▶ _TASK TO COMPLETE_: Could you copy every record below exactly as it is written?

▶ _DATA TO PROCESS_:
------------------------------------

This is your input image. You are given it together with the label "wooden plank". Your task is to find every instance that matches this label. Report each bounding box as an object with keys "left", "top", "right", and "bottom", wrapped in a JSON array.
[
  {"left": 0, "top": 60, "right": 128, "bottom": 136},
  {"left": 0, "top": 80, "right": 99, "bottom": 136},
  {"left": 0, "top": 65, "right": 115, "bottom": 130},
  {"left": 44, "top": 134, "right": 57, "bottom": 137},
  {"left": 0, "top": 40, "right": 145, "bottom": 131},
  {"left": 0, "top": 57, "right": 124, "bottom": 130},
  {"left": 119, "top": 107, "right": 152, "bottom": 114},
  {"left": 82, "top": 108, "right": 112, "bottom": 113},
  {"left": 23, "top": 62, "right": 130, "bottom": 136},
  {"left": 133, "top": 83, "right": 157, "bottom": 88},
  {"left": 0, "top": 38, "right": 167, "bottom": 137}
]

------------------------------------

▶ _SOLUTION BELOW_:
This is your input image. You are given it together with the label "wooden plank". Your task is to find every instance that matches this label. Report each bounding box as an object with keys "left", "top", "right", and "bottom", wrapped in a JSON array.
[
  {"left": 0, "top": 60, "right": 128, "bottom": 136},
  {"left": 0, "top": 80, "right": 99, "bottom": 136},
  {"left": 0, "top": 65, "right": 115, "bottom": 130},
  {"left": 44, "top": 134, "right": 57, "bottom": 137},
  {"left": 0, "top": 40, "right": 145, "bottom": 131},
  {"left": 0, "top": 57, "right": 124, "bottom": 130},
  {"left": 119, "top": 107, "right": 152, "bottom": 114},
  {"left": 82, "top": 108, "right": 112, "bottom": 113},
  {"left": 23, "top": 62, "right": 130, "bottom": 136},
  {"left": 133, "top": 83, "right": 157, "bottom": 88},
  {"left": 0, "top": 38, "right": 167, "bottom": 137}
]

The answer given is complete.